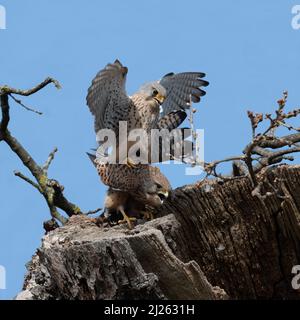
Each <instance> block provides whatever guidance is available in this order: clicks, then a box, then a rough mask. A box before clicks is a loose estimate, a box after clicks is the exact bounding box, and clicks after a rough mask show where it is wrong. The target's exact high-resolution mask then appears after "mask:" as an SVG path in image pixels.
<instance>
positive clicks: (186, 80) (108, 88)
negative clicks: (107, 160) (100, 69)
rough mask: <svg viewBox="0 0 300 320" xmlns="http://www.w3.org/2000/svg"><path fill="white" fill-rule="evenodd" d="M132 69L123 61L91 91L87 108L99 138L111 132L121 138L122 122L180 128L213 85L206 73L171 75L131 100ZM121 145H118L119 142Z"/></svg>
mask: <svg viewBox="0 0 300 320" xmlns="http://www.w3.org/2000/svg"><path fill="white" fill-rule="evenodd" d="M127 72H128V69H127V67H124V66H123V65H122V64H121V62H120V61H119V60H116V61H115V62H114V63H112V64H107V65H106V67H105V68H104V69H103V70H101V71H100V72H99V73H98V74H97V75H96V77H95V78H94V80H93V81H92V85H91V86H90V88H89V90H88V95H87V105H88V107H89V109H90V111H91V113H92V114H93V115H94V117H95V123H94V126H95V132H96V134H97V133H98V132H99V130H101V129H111V130H113V131H114V132H115V134H116V137H117V138H118V133H119V122H120V121H126V122H127V128H128V132H130V130H132V129H137V128H141V129H145V130H146V132H147V133H148V134H149V133H150V130H151V129H168V130H170V131H171V130H173V129H174V128H177V127H178V125H179V124H181V123H182V122H183V121H184V119H185V118H186V113H185V110H186V109H188V108H190V102H191V101H192V102H199V101H200V98H201V97H202V96H204V95H205V94H206V93H205V91H203V90H202V88H203V87H206V86H207V85H208V84H209V83H208V82H207V81H205V80H203V78H204V77H205V74H204V73H202V72H183V73H178V74H174V73H168V74H167V75H165V76H164V77H163V78H162V79H160V80H159V81H155V82H151V83H147V84H145V85H143V86H142V87H141V88H140V90H139V91H137V92H136V93H135V94H133V95H132V96H128V95H127V93H126V90H125V82H126V75H127ZM117 145H118V141H117Z"/></svg>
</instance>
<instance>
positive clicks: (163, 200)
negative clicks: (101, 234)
mask: <svg viewBox="0 0 300 320" xmlns="http://www.w3.org/2000/svg"><path fill="white" fill-rule="evenodd" d="M88 155H89V157H90V159H91V160H92V162H93V164H94V165H95V166H96V168H97V171H98V174H99V176H100V179H101V181H102V182H103V183H104V184H105V185H107V186H109V190H108V192H107V195H106V199H105V211H106V213H108V214H109V215H110V214H112V213H121V214H122V216H123V220H122V221H120V222H121V223H122V222H127V224H128V226H129V228H132V224H131V221H132V220H135V218H131V217H132V216H136V214H137V213H138V214H143V215H145V216H150V217H151V210H152V209H157V208H159V207H160V206H161V205H162V204H163V202H164V200H166V199H167V198H168V196H169V193H170V191H171V185H170V183H169V181H168V179H167V178H166V177H165V176H164V175H163V174H162V173H161V171H160V170H159V168H157V167H154V166H150V165H147V164H138V165H136V166H134V167H133V168H129V167H128V166H127V165H126V164H106V163H102V162H101V160H100V159H98V158H96V157H95V156H94V155H91V154H88ZM129 216H130V217H129Z"/></svg>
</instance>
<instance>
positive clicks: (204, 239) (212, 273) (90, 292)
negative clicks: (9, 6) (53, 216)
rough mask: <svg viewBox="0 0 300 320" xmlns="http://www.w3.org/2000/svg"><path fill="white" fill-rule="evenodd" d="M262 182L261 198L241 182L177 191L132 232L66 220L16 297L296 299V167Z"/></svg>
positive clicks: (223, 298)
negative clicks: (152, 218) (295, 265)
mask: <svg viewBox="0 0 300 320" xmlns="http://www.w3.org/2000/svg"><path fill="white" fill-rule="evenodd" d="M261 179H262V180H261V181H262V188H261V190H262V192H264V194H267V196H257V195H255V194H254V193H253V186H252V184H251V181H250V179H249V178H248V177H240V178H237V179H234V180H229V181H226V182H223V183H222V184H220V182H218V181H216V180H209V181H208V180H206V181H204V182H201V183H196V184H193V185H189V186H184V187H181V188H178V189H176V190H174V191H173V193H172V196H171V199H170V200H168V201H167V202H166V203H165V205H164V206H163V207H162V208H161V210H160V212H159V213H158V216H159V217H158V218H156V219H155V220H153V221H150V222H147V223H145V224H140V225H138V226H136V227H135V228H134V229H133V230H128V229H127V227H126V226H116V227H113V228H101V227H98V226H97V225H96V224H95V223H94V222H93V220H91V219H90V218H88V217H86V216H73V217H71V219H70V221H69V222H68V223H67V224H66V225H65V226H64V227H61V228H58V229H56V230H54V231H51V232H49V233H48V234H47V235H45V236H44V238H43V242H42V246H41V248H39V249H38V250H37V253H36V254H35V255H34V256H33V258H32V260H31V262H30V263H29V264H28V274H27V275H26V278H25V282H24V288H23V291H22V292H21V293H20V294H19V295H18V296H17V299H226V298H229V299H299V298H300V292H299V291H297V290H294V289H293V288H292V285H291V281H292V278H293V277H294V276H295V275H293V274H292V268H293V266H295V265H299V264H300V251H299V247H300V242H299V240H300V223H299V222H300V166H287V165H281V166H278V167H275V168H271V169H269V170H268V171H267V172H266V173H265V175H264V176H263V177H262V178H261ZM275 189H276V190H277V191H276V192H275V191H274V190H275Z"/></svg>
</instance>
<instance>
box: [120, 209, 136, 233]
mask: <svg viewBox="0 0 300 320" xmlns="http://www.w3.org/2000/svg"><path fill="white" fill-rule="evenodd" d="M119 210H120V212H121V213H122V215H123V220H119V221H118V223H119V224H122V223H127V225H128V228H129V229H133V225H132V222H134V221H136V218H130V217H128V216H127V214H126V213H125V211H124V209H123V208H122V207H121V208H119Z"/></svg>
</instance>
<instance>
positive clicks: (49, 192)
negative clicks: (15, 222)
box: [0, 78, 98, 231]
mask: <svg viewBox="0 0 300 320" xmlns="http://www.w3.org/2000/svg"><path fill="white" fill-rule="evenodd" d="M50 83H53V84H54V85H55V87H56V88H58V89H59V88H60V84H59V82H58V81H57V80H55V79H53V78H47V79H46V80H44V81H43V82H41V83H40V84H38V85H37V86H35V87H34V88H32V89H28V90H20V89H14V88H11V87H8V86H3V87H0V103H1V111H2V120H1V124H0V141H4V142H5V143H7V144H8V146H9V147H10V148H11V150H12V151H13V152H14V153H15V154H16V155H17V156H18V158H19V159H20V160H21V161H22V162H23V164H24V166H25V167H27V168H28V169H29V171H30V172H31V174H32V175H33V177H34V178H35V180H36V182H35V181H33V180H32V179H30V178H29V177H27V176H25V175H24V174H22V173H21V172H19V171H15V172H14V174H15V175H16V176H18V177H19V178H21V179H22V180H24V181H26V182H27V183H29V184H30V185H32V186H33V187H34V188H35V189H37V190H38V191H39V192H40V193H41V194H42V195H43V197H44V198H45V200H46V203H47V205H48V207H49V210H50V214H51V217H52V219H51V220H49V221H50V222H49V221H48V222H45V223H44V227H45V229H46V231H47V230H50V229H51V228H54V227H56V226H57V221H58V222H59V223H61V224H65V223H66V222H67V221H68V218H66V217H65V216H63V215H62V214H60V213H59V211H58V209H61V210H63V211H64V212H65V213H66V214H67V216H68V217H71V216H72V215H78V214H82V211H81V209H80V208H79V207H78V206H77V205H75V204H73V203H72V202H70V201H68V200H67V199H66V197H65V196H64V194H63V191H64V187H63V186H62V185H61V184H60V183H59V182H58V181H56V180H53V179H49V178H48V169H49V167H50V165H51V163H52V161H53V159H54V156H55V153H56V152H57V148H55V149H54V150H53V151H52V152H51V153H50V154H49V156H48V159H47V161H46V162H45V164H44V165H43V166H40V165H38V164H37V163H36V162H35V160H34V159H33V158H32V157H31V155H30V154H29V152H28V151H27V150H26V149H25V148H24V147H23V146H22V145H21V143H20V142H19V141H18V140H17V139H16V138H15V137H13V136H12V135H11V133H10V132H9V130H8V124H9V121H10V115H9V108H10V107H9V97H11V98H12V99H13V100H14V101H15V102H16V103H18V104H20V105H22V106H23V107H24V108H25V109H26V110H29V111H33V112H36V113H38V114H41V113H40V112H39V111H36V110H34V109H31V108H28V107H26V106H25V105H24V104H23V103H22V102H21V101H20V100H18V99H16V98H14V97H13V96H12V94H17V95H22V96H29V95H31V94H34V93H36V92H38V91H39V90H41V89H43V88H44V87H46V86H47V85H48V84H50ZM97 212H98V211H97Z"/></svg>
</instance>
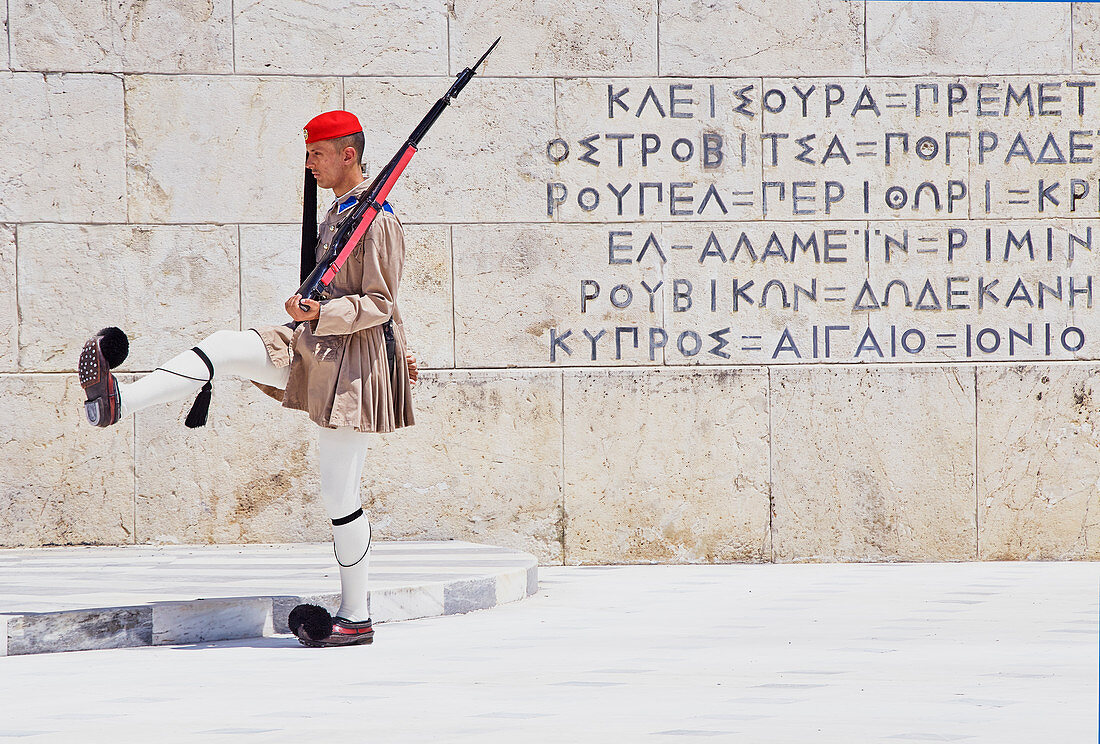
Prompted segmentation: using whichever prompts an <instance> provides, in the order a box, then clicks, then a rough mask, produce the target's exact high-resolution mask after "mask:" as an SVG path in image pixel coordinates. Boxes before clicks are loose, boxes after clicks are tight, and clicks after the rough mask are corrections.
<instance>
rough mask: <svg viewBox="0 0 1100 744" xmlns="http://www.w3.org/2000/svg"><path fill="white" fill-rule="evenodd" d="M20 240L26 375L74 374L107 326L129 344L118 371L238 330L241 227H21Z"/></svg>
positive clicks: (21, 362)
mask: <svg viewBox="0 0 1100 744" xmlns="http://www.w3.org/2000/svg"><path fill="white" fill-rule="evenodd" d="M18 240H19V259H18V266H19V267H18V271H19V314H20V318H21V322H20V329H19V341H20V350H19V354H20V355H19V363H20V369H22V370H27V371H31V370H33V371H51V372H59V371H69V370H75V369H76V362H77V358H78V357H79V353H80V348H81V347H83V346H84V343H85V341H86V340H87V339H88V337H89V336H90V335H91V333H95V332H96V331H98V330H99V329H100V328H103V327H106V326H118V327H120V328H122V329H123V330H124V331H127V332H128V335H129V336H130V355H129V358H128V359H127V361H125V362H124V363H123V365H122V366H121V368H120V369H121V370H132V369H139V370H142V369H144V370H151V369H153V368H154V366H156V365H157V364H160V363H162V362H164V361H167V359H171V358H172V357H174V355H175V354H177V353H179V352H180V351H183V350H185V349H188V348H190V347H191V346H194V344H195V343H196V342H198V341H199V340H201V339H202V338H204V337H206V336H208V335H209V333H212V332H213V331H216V330H220V329H222V328H232V329H237V328H238V327H239V325H238V324H239V322H240V298H239V275H238V247H237V228H235V227H230V226H222V227H215V226H206V227H205V226H188V227H136V226H66V225H23V226H20V227H19V228H18ZM59 245H61V247H64V250H58V247H59ZM108 270H109V271H108ZM78 287H79V288H80V289H79V291H75V288H78ZM87 287H92V288H94V291H88V289H87ZM58 309H64V310H66V311H65V313H63V314H59V313H58Z"/></svg>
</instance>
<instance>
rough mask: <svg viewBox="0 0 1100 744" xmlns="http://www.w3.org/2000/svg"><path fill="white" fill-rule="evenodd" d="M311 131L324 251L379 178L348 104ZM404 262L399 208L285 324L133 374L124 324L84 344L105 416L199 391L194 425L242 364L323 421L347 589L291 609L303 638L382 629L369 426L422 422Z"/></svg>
mask: <svg viewBox="0 0 1100 744" xmlns="http://www.w3.org/2000/svg"><path fill="white" fill-rule="evenodd" d="M305 135H306V152H307V160H306V167H307V168H308V169H309V171H310V172H311V173H312V175H313V177H315V178H316V180H317V184H318V185H319V186H320V187H321V188H326V189H332V193H333V194H334V196H335V199H334V200H333V203H332V206H331V207H329V209H328V211H327V212H326V214H324V218H323V219H322V221H321V223H320V226H319V234H318V239H317V248H316V255H317V256H320V255H322V254H323V252H324V251H326V250H327V249H328V247H329V241H331V240H332V238H333V236H334V234H335V232H337V230H338V228H339V226H340V225H341V223H342V222H343V220H344V219H345V218H346V217H348V216H349V215H350V214H351V211H352V207H354V206H355V204H356V199H357V198H359V197H360V196H362V194H363V193H364V192H365V190H366V188H367V186H368V184H367V182H366V180H365V179H364V178H363V171H362V165H361V163H362V160H363V146H364V136H363V128H362V127H361V125H360V122H359V120H357V119H356V118H355V116H354V114H352V113H349V112H348V111H329V112H327V113H322V114H320V116H318V117H316V118H313V119H312V120H311V121H310V122H309V123H308V124H306V129H305ZM387 206H388V205H387ZM404 262H405V239H404V234H403V231H401V225H400V222H399V221H398V219H397V218H396V217H395V216H394V215H393V212H392V210H385V211H382V212H379V214H378V216H377V218H375V220H374V222H373V225H372V226H371V228H370V230H367V232H366V234H365V236H364V238H363V239H362V240H361V241H360V243H359V244H357V245H356V247H355V249H354V251H353V252H352V255H351V258H350V259H349V260H348V263H346V264H344V266H343V269H342V270H341V271H340V272H339V273H338V274H337V276H335V278H334V281H333V283H332V285H331V286H330V287H329V289H328V292H327V293H326V295H327V296H326V298H324V299H322V300H321V302H317V300H312V299H303V298H301V297H299V296H298V295H294V296H293V297H289V298H288V299H287V300H286V304H285V309H286V313H287V315H289V316H290V318H292V319H293V322H290V324H287V325H286V326H266V327H260V328H252V329H249V330H246V331H232V330H222V331H218V332H216V333H213V335H212V336H210V337H208V338H206V339H205V340H202V341H201V342H199V344H198V346H196V347H194V348H193V349H191V350H189V351H185V352H184V353H182V354H179V355H177V357H175V358H173V359H172V360H169V361H168V362H166V363H165V364H164V365H163V366H158V368H157V369H156V370H154V371H153V372H151V373H150V374H147V375H145V376H143V378H141V379H140V380H136V381H134V382H133V383H131V384H128V385H123V384H120V383H119V382H118V381H117V380H116V378H114V375H113V374H112V373H111V372H110V369H111V368H113V366H117V365H118V364H120V363H121V362H122V360H123V359H124V358H125V354H127V348H128V342H127V338H125V335H124V333H122V331H120V330H119V329H117V328H110V329H105V330H102V331H100V332H99V333H98V335H97V336H96V337H94V338H92V339H90V340H89V341H88V342H87V343H85V346H84V349H83V350H81V352H80V361H79V368H78V374H79V379H80V385H81V386H83V387H84V389H85V392H86V395H87V398H88V400H87V403H86V404H85V411H86V414H87V416H88V419H89V420H90V422H91V423H92V424H94V425H96V426H101V427H103V426H110V425H112V424H116V423H117V422H118V420H119V419H121V418H123V417H125V416H128V415H130V414H133V413H135V412H138V411H141V409H142V408H145V407H149V406H152V405H156V404H162V403H168V402H171V401H178V400H182V398H186V397H188V396H190V395H193V394H195V393H196V392H197V391H200V392H199V395H198V398H197V400H196V404H195V406H194V407H193V409H191V412H190V414H188V420H187V425H188V426H201V425H202V424H205V423H206V412H207V407H208V405H209V398H210V390H211V382H212V381H213V379H215V376H224V375H233V376H241V378H245V379H248V380H252V381H253V382H255V383H257V384H259V385H260V386H261V387H262V389H263V390H264V391H265V392H267V393H268V394H271V395H273V397H276V398H277V400H281V401H282V403H283V405H284V406H285V407H287V408H295V409H298V411H304V412H306V413H307V414H308V415H309V418H310V420H312V422H313V423H315V424H317V425H318V426H320V427H321V430H320V440H319V445H320V446H319V451H320V471H321V501H322V502H323V504H324V510H326V512H327V514H328V517H329V518H330V519H331V521H332V538H333V544H334V551H335V557H337V562H338V564H339V566H340V588H341V597H340V609H339V611H338V612H337V615H335V616H334V617H329V616H328V614H327V613H324V614H323V615H322V616H320V617H319V616H318V615H316V614H312V615H309V614H308V613H307V616H306V617H305V620H304V619H303V617H301V614H300V612H299V615H298V617H297V619H295V617H292V621H293V622H292V628H294V630H295V632H296V634H297V635H298V637H299V641H301V643H303V644H304V645H309V646H343V645H353V644H363V643H371V642H372V641H373V637H374V628H373V626H372V624H371V619H370V616H368V614H370V613H368V604H367V599H368V592H367V570H368V562H370V549H371V524H370V521H368V518H367V517H366V515H364V514H363V508H362V503H361V500H360V478H361V477H362V472H363V464H364V460H365V457H366V451H367V445H368V442H370V436H368V435H370V434H371V433H389V431H394V430H395V429H398V428H400V427H404V426H411V425H412V423H414V422H412V405H411V384H412V383H414V382H415V381H416V379H417V366H416V360H415V359H414V358H412V357H411V355H407V352H406V340H405V331H404V328H403V325H401V318H400V313H398V309H397V288H398V285H399V283H400V277H401V270H403V266H404ZM308 271H309V267H307V269H306V270H305V271H304V272H303V273H307V272H308ZM303 606H307V608H308V606H309V605H303ZM300 610H301V608H298V609H296V612H298V611H300ZM295 620H297V623H296V622H294V621H295ZM330 624H331V627H330V626H329V625H330ZM296 625H297V627H296Z"/></svg>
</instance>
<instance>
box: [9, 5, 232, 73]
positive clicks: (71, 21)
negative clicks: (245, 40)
mask: <svg viewBox="0 0 1100 744" xmlns="http://www.w3.org/2000/svg"><path fill="white" fill-rule="evenodd" d="M9 6H10V13H11V54H12V67H13V68H14V69H32V70H53V69H57V70H77V72H85V70H89V72H102V73H231V72H232V70H233V29H232V19H231V18H230V9H231V7H232V0H176V1H175V2H169V3H152V4H151V3H147V2H146V1H145V0H121V1H117V0H92V1H91V2H77V3H74V2H69V1H66V0H12V1H11V2H10V3H9Z"/></svg>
────────────────────
Copy out every line in the listing where the word "resolution" appears.

## RESULT FOR THIS TASK
Each <instance> block provides whatever guidance is available in this order: clicks, then a box, then a rough mask. A box before clicks is a loose estimate, a box after clicks is the exact bounding box, and clicks after a rough mask show where it is wrong. The target's exact high-resolution mask then appears after "mask:" as an SVG path in image pixels.
Prompted segmentation: using whichever prompts an <instance> provides, in the order a box, then clicks, then a rough mask, produce the target's exact high-resolution mask after "mask:" as an SVG path in image pixel coordinates. Boxes before clicks are loose, boxes after clicks are tight, and clicks after the rough mask are corrections.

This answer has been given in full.